§ Given task: Rewrite the material as a numbered list with blank lines omitted, starting at the line containing "Expected output: for each instance of the window" and running through the end of the material.

§ The records:
◇ ◇ ◇ ◇
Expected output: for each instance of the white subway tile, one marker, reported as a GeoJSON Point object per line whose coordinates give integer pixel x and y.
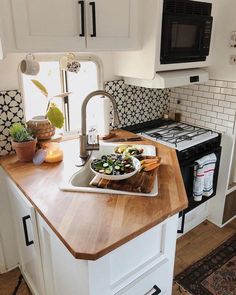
{"type": "Point", "coordinates": [208, 94]}
{"type": "Point", "coordinates": [231, 98]}
{"type": "Point", "coordinates": [174, 94]}
{"type": "Point", "coordinates": [188, 91]}
{"type": "Point", "coordinates": [221, 84]}
{"type": "Point", "coordinates": [221, 128]}
{"type": "Point", "coordinates": [185, 102]}
{"type": "Point", "coordinates": [192, 98]}
{"type": "Point", "coordinates": [180, 107]}
{"type": "Point", "coordinates": [228, 124]}
{"type": "Point", "coordinates": [233, 105]}
{"type": "Point", "coordinates": [222, 116]}
{"type": "Point", "coordinates": [211, 125]}
{"type": "Point", "coordinates": [211, 83]}
{"type": "Point", "coordinates": [231, 118]}
{"type": "Point", "coordinates": [190, 121]}
{"type": "Point", "coordinates": [194, 87]}
{"type": "Point", "coordinates": [179, 90]}
{"type": "Point", "coordinates": [197, 93]}
{"type": "Point", "coordinates": [216, 121]}
{"type": "Point", "coordinates": [213, 102]}
{"type": "Point", "coordinates": [190, 109]}
{"type": "Point", "coordinates": [228, 91]}
{"type": "Point", "coordinates": [219, 96]}
{"type": "Point", "coordinates": [201, 112]}
{"type": "Point", "coordinates": [202, 100]}
{"type": "Point", "coordinates": [196, 116]}
{"type": "Point", "coordinates": [215, 89]}
{"type": "Point", "coordinates": [229, 111]}
{"type": "Point", "coordinates": [196, 105]}
{"type": "Point", "coordinates": [206, 119]}
{"type": "Point", "coordinates": [224, 104]}
{"type": "Point", "coordinates": [204, 88]}
{"type": "Point", "coordinates": [218, 109]}
{"type": "Point", "coordinates": [206, 107]}
{"type": "Point", "coordinates": [211, 114]}
{"type": "Point", "coordinates": [186, 114]}
{"type": "Point", "coordinates": [231, 85]}
{"type": "Point", "coordinates": [230, 131]}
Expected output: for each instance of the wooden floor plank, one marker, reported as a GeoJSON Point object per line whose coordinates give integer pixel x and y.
{"type": "Point", "coordinates": [199, 242]}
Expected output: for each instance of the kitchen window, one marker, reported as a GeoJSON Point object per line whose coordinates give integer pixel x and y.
{"type": "Point", "coordinates": [56, 81]}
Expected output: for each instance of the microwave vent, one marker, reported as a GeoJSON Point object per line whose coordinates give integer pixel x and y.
{"type": "Point", "coordinates": [187, 7]}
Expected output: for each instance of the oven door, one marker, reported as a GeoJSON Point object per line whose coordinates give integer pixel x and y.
{"type": "Point", "coordinates": [185, 38]}
{"type": "Point", "coordinates": [187, 169]}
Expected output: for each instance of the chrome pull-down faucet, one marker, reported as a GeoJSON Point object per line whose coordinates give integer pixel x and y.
{"type": "Point", "coordinates": [84, 145]}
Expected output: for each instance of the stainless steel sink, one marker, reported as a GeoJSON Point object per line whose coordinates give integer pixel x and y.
{"type": "Point", "coordinates": [78, 179]}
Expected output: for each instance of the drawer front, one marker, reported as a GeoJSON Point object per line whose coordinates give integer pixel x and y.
{"type": "Point", "coordinates": [154, 281]}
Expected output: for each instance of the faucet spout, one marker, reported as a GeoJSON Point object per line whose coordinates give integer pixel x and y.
{"type": "Point", "coordinates": [84, 146]}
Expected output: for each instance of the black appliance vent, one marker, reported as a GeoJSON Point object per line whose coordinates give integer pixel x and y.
{"type": "Point", "coordinates": [187, 7]}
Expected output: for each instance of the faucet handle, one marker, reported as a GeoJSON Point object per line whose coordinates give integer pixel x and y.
{"type": "Point", "coordinates": [116, 119]}
{"type": "Point", "coordinates": [92, 146]}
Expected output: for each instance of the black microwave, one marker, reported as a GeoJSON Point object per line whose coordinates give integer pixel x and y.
{"type": "Point", "coordinates": [186, 31]}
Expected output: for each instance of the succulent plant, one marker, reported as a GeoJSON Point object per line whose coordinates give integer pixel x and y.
{"type": "Point", "coordinates": [20, 133]}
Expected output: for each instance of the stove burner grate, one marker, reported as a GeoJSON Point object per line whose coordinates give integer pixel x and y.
{"type": "Point", "coordinates": [177, 133]}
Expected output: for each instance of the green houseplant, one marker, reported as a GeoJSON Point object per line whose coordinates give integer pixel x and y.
{"type": "Point", "coordinates": [44, 126]}
{"type": "Point", "coordinates": [23, 142]}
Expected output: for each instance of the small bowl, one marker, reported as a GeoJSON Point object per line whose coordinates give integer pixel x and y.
{"type": "Point", "coordinates": [136, 164]}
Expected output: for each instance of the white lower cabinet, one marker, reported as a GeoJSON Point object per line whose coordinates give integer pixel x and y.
{"type": "Point", "coordinates": [142, 266]}
{"type": "Point", "coordinates": [27, 239]}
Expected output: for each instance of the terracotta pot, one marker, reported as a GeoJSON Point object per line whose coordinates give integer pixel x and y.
{"type": "Point", "coordinates": [24, 150]}
{"type": "Point", "coordinates": [42, 128]}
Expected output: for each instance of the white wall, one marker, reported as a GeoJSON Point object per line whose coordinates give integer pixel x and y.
{"type": "Point", "coordinates": [225, 23]}
{"type": "Point", "coordinates": [9, 67]}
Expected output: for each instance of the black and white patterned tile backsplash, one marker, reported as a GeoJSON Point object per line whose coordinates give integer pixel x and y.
{"type": "Point", "coordinates": [11, 111]}
{"type": "Point", "coordinates": [137, 104]}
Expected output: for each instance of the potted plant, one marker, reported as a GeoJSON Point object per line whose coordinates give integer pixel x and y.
{"type": "Point", "coordinates": [23, 142]}
{"type": "Point", "coordinates": [44, 126]}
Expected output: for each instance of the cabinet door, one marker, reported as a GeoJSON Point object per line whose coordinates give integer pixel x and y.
{"type": "Point", "coordinates": [48, 25]}
{"type": "Point", "coordinates": [27, 240]}
{"type": "Point", "coordinates": [112, 24]}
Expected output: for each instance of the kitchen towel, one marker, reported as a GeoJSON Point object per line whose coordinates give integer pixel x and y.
{"type": "Point", "coordinates": [203, 176]}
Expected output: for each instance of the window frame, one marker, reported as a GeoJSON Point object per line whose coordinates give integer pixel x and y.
{"type": "Point", "coordinates": [56, 58]}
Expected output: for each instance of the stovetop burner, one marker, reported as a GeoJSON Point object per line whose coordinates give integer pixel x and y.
{"type": "Point", "coordinates": [179, 135]}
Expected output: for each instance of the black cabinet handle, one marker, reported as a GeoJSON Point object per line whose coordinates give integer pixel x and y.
{"type": "Point", "coordinates": [154, 289]}
{"type": "Point", "coordinates": [81, 3]}
{"type": "Point", "coordinates": [27, 242]}
{"type": "Point", "coordinates": [181, 230]}
{"type": "Point", "coordinates": [93, 4]}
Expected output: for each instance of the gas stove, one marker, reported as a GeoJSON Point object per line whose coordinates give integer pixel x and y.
{"type": "Point", "coordinates": [191, 144]}
{"type": "Point", "coordinates": [175, 134]}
◇ ◇ ◇ ◇
§ Answer to this exercise:
1. Expected output: for each instance of the window frame, one marker, reported as a GeoJSON Point object per line whose coordinates give integer pixel x and y.
2. {"type": "Point", "coordinates": [56, 58]}
3. Expected output: for each instance of the stovetop burner, one marker, reported as a GeoJSON Point object per line whose coordinates give integer pixel x and y.
4. {"type": "Point", "coordinates": [179, 135]}
5. Expected output: for each instance of the black cabinet handle, one marker, reported as a GeoJSON Point object per line whose coordinates give integer pixel x and y.
6. {"type": "Point", "coordinates": [154, 289]}
7. {"type": "Point", "coordinates": [81, 3]}
8. {"type": "Point", "coordinates": [27, 242]}
9. {"type": "Point", "coordinates": [181, 230]}
10. {"type": "Point", "coordinates": [93, 4]}
11. Expected output: for each instance of the gas stove, one marker, reported as a GeoJSON Point object per line whose coordinates give integer pixel x and y.
12. {"type": "Point", "coordinates": [191, 144]}
13. {"type": "Point", "coordinates": [175, 134]}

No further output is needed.